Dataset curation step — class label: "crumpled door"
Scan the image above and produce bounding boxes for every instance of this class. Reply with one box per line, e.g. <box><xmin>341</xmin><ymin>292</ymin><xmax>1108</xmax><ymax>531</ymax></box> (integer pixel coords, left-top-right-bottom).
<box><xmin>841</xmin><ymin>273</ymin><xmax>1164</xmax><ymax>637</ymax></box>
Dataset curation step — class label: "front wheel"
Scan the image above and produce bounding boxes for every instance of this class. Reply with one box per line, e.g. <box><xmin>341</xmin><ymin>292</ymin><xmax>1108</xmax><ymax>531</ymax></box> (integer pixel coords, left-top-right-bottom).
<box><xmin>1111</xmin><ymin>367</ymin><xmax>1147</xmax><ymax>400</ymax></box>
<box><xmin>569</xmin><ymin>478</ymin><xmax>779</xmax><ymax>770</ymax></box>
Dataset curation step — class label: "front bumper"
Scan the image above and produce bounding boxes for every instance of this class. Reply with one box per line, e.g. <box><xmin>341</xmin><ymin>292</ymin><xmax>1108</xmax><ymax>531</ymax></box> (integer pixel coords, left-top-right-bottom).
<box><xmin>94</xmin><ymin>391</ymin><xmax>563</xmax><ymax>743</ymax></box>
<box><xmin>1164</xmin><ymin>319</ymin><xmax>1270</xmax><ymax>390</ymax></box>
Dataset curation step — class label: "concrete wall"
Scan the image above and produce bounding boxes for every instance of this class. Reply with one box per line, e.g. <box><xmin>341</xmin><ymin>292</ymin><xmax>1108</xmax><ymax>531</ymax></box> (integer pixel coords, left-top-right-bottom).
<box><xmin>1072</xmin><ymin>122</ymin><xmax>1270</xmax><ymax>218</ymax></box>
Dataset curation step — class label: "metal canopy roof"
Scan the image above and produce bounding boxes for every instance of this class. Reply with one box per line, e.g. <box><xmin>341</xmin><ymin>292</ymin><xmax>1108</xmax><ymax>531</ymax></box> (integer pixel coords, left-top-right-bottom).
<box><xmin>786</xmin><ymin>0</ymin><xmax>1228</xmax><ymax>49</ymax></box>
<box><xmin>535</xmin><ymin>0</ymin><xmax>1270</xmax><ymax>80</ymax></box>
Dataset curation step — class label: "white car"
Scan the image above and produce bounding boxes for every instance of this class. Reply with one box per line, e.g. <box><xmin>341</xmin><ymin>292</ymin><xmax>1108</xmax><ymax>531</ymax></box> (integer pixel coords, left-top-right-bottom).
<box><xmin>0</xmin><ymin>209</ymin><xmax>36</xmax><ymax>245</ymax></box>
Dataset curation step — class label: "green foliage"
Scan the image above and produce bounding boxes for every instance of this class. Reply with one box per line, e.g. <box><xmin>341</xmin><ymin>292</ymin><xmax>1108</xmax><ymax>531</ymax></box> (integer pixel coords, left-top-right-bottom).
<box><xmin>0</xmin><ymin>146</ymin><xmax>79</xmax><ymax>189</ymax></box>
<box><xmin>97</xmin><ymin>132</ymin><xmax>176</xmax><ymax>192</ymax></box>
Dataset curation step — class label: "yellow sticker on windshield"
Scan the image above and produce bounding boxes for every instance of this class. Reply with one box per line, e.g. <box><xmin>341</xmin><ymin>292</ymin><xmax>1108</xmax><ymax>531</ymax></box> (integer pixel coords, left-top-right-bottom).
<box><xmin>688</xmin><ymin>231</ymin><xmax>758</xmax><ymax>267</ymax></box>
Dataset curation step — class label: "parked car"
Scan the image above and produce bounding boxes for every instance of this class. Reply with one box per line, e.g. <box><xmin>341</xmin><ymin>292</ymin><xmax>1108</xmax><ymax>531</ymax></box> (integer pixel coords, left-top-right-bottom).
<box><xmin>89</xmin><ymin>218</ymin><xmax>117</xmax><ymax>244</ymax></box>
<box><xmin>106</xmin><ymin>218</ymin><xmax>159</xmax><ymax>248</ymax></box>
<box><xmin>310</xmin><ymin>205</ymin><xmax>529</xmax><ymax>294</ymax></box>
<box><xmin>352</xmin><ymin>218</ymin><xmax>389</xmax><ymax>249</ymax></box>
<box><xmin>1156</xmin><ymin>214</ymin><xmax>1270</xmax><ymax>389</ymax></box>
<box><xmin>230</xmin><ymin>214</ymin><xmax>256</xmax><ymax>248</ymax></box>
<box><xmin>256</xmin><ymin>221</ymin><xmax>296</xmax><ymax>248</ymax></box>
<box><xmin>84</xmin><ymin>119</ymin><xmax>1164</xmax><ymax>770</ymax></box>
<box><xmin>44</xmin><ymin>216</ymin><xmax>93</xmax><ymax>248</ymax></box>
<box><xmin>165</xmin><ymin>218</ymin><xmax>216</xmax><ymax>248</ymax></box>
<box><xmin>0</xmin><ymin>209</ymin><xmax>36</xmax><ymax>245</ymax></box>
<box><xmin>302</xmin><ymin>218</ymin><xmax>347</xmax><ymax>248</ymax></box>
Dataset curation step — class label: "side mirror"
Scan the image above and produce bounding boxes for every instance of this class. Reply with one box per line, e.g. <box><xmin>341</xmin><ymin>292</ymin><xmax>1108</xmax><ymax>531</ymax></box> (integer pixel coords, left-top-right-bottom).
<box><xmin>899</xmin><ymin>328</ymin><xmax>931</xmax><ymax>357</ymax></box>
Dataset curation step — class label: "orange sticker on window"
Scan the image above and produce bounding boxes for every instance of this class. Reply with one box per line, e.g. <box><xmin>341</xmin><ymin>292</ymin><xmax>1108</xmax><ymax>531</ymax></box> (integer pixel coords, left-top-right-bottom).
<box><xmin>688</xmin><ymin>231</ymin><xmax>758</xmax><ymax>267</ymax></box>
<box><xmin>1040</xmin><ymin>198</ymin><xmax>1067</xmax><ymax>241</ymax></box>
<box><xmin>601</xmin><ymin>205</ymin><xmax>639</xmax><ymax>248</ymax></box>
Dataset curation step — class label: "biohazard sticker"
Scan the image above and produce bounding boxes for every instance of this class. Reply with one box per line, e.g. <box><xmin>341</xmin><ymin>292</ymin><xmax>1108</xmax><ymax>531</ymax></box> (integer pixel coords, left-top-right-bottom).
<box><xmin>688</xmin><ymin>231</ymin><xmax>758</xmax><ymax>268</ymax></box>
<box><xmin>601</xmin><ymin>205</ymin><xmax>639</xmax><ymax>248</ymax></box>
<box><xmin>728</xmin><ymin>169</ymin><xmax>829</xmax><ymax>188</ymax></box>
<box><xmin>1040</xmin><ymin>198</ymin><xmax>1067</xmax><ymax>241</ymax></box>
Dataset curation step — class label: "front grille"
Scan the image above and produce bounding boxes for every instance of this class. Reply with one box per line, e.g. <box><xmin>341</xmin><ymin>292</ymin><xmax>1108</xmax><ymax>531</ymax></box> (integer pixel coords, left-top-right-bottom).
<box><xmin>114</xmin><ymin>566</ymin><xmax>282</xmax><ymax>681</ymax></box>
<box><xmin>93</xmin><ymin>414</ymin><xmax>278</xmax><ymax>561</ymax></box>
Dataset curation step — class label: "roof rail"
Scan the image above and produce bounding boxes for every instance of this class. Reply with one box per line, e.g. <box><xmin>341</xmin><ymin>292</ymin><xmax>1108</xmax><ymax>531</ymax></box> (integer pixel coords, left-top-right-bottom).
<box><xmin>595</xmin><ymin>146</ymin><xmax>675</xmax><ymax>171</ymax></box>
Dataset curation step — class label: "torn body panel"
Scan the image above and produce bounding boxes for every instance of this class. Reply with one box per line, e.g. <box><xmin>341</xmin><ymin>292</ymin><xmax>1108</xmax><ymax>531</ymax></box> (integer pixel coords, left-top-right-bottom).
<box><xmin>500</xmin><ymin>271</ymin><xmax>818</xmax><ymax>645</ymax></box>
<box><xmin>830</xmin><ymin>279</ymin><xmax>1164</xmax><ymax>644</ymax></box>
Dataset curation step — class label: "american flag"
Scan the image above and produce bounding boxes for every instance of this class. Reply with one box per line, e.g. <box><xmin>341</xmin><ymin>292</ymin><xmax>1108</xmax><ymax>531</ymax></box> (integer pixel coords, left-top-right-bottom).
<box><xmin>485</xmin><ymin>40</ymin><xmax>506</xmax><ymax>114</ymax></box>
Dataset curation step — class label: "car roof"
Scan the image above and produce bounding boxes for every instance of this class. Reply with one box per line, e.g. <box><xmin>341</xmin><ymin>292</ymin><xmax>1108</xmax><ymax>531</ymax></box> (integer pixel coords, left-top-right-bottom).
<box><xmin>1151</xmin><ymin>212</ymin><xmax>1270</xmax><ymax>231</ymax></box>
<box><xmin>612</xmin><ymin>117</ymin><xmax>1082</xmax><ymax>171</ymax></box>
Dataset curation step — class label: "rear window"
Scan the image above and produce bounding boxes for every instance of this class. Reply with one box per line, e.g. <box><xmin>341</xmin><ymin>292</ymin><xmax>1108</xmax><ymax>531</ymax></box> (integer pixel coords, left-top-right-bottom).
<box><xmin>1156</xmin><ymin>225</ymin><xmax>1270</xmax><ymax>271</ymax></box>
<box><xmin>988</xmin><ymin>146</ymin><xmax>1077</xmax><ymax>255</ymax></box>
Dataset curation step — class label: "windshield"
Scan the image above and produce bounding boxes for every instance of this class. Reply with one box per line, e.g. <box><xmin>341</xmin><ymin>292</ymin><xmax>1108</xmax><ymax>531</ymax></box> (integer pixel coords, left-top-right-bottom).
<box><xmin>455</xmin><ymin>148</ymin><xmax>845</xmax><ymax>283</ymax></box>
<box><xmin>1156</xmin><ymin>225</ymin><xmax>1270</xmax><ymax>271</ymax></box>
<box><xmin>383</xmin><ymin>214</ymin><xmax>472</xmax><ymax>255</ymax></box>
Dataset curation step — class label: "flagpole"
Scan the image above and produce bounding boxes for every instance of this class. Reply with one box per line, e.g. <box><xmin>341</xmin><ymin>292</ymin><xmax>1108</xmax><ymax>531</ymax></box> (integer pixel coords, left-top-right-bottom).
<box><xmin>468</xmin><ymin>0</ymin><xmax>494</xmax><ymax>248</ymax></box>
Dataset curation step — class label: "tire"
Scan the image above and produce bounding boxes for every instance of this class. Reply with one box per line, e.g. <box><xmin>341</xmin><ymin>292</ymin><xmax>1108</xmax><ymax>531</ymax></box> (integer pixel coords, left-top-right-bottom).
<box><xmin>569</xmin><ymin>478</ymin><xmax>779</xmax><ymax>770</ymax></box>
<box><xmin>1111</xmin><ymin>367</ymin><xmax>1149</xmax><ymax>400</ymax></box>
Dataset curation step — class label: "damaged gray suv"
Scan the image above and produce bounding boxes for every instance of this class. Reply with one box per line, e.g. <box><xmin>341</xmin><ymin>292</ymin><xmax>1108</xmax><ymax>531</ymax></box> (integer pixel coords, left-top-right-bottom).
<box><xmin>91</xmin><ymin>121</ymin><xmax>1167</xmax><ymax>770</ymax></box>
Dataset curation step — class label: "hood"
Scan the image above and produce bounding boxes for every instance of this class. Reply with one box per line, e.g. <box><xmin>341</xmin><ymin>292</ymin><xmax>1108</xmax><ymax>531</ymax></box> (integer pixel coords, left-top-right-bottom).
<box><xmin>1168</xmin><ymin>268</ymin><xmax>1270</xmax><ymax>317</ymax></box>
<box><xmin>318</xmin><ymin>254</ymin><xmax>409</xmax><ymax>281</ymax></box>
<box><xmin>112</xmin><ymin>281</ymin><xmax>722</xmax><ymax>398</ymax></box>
^^^^
** Work instructions **
Find every line in the items above that contains the word "window", and copy each of those lines in full.

** In response **
Dataset curation step — class label: "orange sticker on window"
Dataset curation step — class label: "rear window"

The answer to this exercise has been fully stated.